Segment Start: PASSAGE TO READ
According to activists the government can seek help of consumer organisations and together should file suo moto complaints in larger public interest
The Union government, especially the Ministry of Consumer Affairs, is seeking proper guidelines for suo moto complaints in consumer affairs to ensure that genuine complaints having larger public interest are taken and are not picked up arbitrarily. However consumer activist and lawyers believe there is no need for separate guideline as the Consumer Protection Act itself clearly defines who can be the complainant or the nature of complaints.
In the absence of guidelines governing suo moto complaints, the Ministry is reluctant to file complaints on behalf of consumers against misleading advertisements or grossly deficient products or services. Experts say that the government need a political will and if it takes such action it can be as good as a class action.
Shirish Deshpande, advocate and chairman, Mumbai Grahak Panchayat, says, “There is a locus standi to take suo moto action. The definition of complainant, as per the Act, includes government. So they can take a suo moto action. Secondly, in Section 12, the Act clearly lays down basis for the kind of complaint that can be considered and complaint which would have larger public interest. Hence there is no need for separate rules by the Ministry. It only requires political will.”
Although the Consumer Protection Act provides provision for suo moto complaints; there are no guidelines. Therefore, officials are hesitant to act. So there are few such cases where both- the union and state governments have acted.
Segment End: PASSAGE TO READ
Segment Start: SUPPLIED ENTRIES
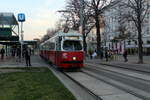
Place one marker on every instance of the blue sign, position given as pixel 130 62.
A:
pixel 21 17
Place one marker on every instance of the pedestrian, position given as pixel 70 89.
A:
pixel 125 56
pixel 2 52
pixel 106 55
pixel 18 54
pixel 94 54
pixel 27 56
pixel 90 53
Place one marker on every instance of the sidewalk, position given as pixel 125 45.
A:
pixel 119 62
pixel 36 61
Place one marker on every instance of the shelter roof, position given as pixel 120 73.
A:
pixel 8 19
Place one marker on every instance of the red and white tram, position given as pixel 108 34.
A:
pixel 64 50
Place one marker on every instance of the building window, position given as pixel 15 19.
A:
pixel 148 41
pixel 129 42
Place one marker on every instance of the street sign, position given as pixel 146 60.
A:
pixel 21 17
pixel 5 32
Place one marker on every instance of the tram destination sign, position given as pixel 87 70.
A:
pixel 5 32
pixel 21 17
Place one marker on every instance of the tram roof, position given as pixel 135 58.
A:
pixel 71 33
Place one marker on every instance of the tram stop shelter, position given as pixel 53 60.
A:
pixel 9 30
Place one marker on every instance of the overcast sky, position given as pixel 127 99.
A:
pixel 40 14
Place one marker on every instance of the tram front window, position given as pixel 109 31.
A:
pixel 72 45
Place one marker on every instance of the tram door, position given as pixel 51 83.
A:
pixel 58 50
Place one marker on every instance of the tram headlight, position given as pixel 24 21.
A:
pixel 74 58
pixel 65 55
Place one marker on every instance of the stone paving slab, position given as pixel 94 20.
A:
pixel 36 61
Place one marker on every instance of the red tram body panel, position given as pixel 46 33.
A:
pixel 64 50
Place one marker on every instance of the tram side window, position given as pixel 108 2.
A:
pixel 58 41
pixel 51 46
pixel 72 45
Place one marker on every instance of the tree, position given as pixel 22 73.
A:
pixel 137 11
pixel 97 8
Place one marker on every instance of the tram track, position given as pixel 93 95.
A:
pixel 133 85
pixel 95 96
pixel 133 68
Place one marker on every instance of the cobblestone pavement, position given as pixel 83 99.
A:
pixel 36 61
pixel 132 59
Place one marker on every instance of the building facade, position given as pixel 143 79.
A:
pixel 115 26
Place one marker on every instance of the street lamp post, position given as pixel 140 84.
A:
pixel 21 18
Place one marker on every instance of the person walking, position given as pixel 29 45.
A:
pixel 27 56
pixel 125 56
pixel 18 54
pixel 106 55
pixel 2 52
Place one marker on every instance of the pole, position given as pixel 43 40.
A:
pixel 21 41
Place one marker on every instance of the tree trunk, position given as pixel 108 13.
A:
pixel 84 44
pixel 140 47
pixel 98 35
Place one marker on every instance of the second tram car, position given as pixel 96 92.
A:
pixel 64 50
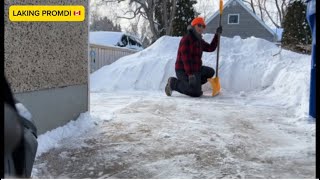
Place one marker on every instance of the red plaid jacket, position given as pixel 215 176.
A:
pixel 190 52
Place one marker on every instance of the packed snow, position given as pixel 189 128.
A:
pixel 257 127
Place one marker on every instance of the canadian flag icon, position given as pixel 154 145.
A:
pixel 76 13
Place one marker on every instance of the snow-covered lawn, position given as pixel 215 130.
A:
pixel 256 128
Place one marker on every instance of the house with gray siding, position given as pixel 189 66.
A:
pixel 238 20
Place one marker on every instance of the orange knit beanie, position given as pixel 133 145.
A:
pixel 198 20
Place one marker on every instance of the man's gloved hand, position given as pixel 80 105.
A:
pixel 192 80
pixel 219 30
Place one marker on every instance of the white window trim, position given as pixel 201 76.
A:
pixel 233 15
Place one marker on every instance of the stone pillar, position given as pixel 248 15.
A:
pixel 46 65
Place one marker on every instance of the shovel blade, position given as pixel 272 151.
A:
pixel 215 85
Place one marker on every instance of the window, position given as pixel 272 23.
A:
pixel 233 18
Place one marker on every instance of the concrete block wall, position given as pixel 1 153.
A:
pixel 46 65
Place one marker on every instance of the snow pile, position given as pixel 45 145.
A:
pixel 76 128
pixel 249 65
pixel 105 38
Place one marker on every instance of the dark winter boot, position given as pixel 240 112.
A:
pixel 169 87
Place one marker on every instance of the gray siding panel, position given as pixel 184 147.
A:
pixel 55 107
pixel 248 26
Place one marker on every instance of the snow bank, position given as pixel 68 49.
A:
pixel 245 65
pixel 76 128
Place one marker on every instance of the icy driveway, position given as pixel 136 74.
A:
pixel 149 135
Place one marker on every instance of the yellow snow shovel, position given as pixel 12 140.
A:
pixel 215 83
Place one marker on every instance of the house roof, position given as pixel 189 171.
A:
pixel 247 9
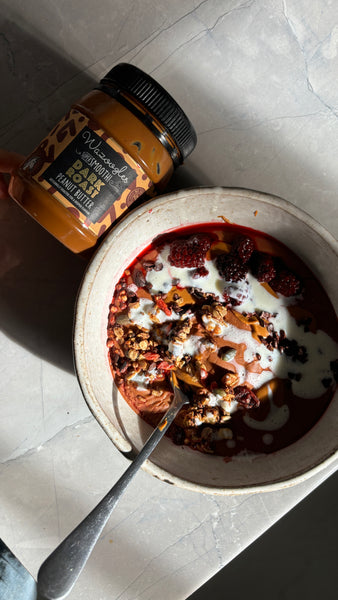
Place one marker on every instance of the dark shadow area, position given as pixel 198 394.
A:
pixel 39 277
pixel 296 558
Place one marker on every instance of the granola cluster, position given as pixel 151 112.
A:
pixel 165 315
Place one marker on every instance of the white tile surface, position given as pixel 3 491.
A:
pixel 258 80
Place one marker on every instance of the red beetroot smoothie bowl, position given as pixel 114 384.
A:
pixel 177 464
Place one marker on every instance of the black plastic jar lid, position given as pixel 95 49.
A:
pixel 130 79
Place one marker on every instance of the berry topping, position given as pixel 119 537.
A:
pixel 200 272
pixel 189 252
pixel 286 283
pixel 243 247
pixel 263 268
pixel 231 268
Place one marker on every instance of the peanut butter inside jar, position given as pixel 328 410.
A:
pixel 120 142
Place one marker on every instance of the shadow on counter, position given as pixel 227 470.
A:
pixel 296 558
pixel 39 277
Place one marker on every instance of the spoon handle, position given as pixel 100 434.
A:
pixel 61 569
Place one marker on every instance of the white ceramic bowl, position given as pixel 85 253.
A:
pixel 183 466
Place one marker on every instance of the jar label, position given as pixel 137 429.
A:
pixel 87 171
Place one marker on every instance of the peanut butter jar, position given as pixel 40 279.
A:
pixel 120 142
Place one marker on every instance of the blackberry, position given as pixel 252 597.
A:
pixel 246 397
pixel 286 283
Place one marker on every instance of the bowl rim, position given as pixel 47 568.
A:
pixel 80 310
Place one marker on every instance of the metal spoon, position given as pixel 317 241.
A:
pixel 62 568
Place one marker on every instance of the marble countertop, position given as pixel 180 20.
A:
pixel 258 80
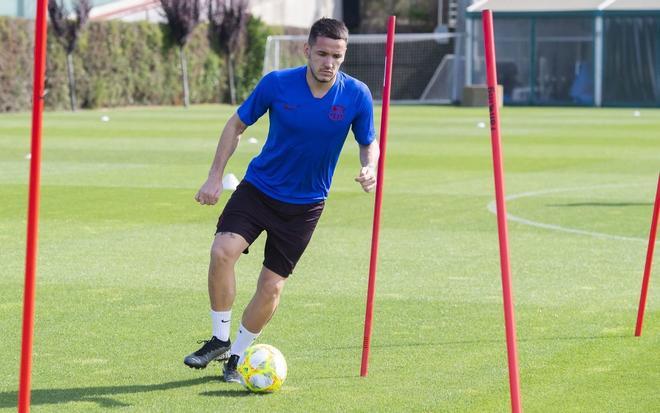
Segment End: SUPPLIED ENTRIES
### DIRECTIONS
1 – Based on the passage on suo moto consumer complaints, decide whether each statement agrees with it, giving yes or no and quoting the deciding words: (a) Consumer activists and lawyers think the Ministry should issue separate guidelines for suo moto complaints. (b) Under the Consumer Protection Act, government falls within the definition of complainant. (c) The union and state governments have acted in many such cases.
2 – Carry on the passage on suo moto consumer complaints, starting after its final sentence.
The entries come from a separate source, not from the passage on suo moto consumer complaints.

### TASK RESULTS
1 –
(a) No: "consumer activist and lawyers believe there is no need for separate guideline"
(b) Yes: "The definition of complainant, as per the Act, includes government."
(c) No: "So there are few such cases where both- the union and state governments have acted."

2 –
According to sources, the Ministry is seeking help from consumer organisations to frame guideline for taking suo moto action. This is to ensure that complaints which are full filling quantitative and qualitative criteria such as large complaints of similar nature and or where there is huge monetary loss to the consumer, is taken up. This will also ensure that complaints are also not arbitrarily picked up.
“In case of misleading or false advertisements or any gross deficiency, product recall or unfair trade practise, if government files a complaint, it could be a class action in the interest of the consumers,” Mr Deshpande added.
In May 2010, Maharashtra Food and Drug Administration (FDA) filed a charge sheet, in local court against advertisement of health drink Complan for claiming that the drink adds two inches to children’s height.
Pritee Shah, chief general manger, Consumer Education and Research Centre (CERC) and Editor of Insight , a consumer magazine, believes that the government should have a mechanism to initiate such action. “In the US and UK, there are separate commissions which are empowered to take suo moto action. If such mechanism is developed, here as well it would yield much better results.
“During a CERC event on misleading advertisement, it was discussed that if the government take suo moto action, then who has to give the evidence. Is it the government, who is also the complainant or the advertisers to substantiate their claims? After much deliberation, it was held that advertisers should prove their claims,” Ms Shah said.
Activists say that government should seek help of consumer organisations and together file suo moto complaints in larger public interests. Roland Martins, co-ordinator, Goa Civic and Consumer Action Network, says, “The government needs to be proactive to take up suo moto complaints. There so many misleading or fake advertisements across various sectors like education, health etc. If each department acts against them, it would definitely help the consumers. The government departments, in such matters, can also seek the advice of consumer organisations.”
Recently, the Insurance Regulatory and Development Authority (IRDA) announced that it is planning to take insurance complaints suo moto in order to ensure fair play by the insurance companies.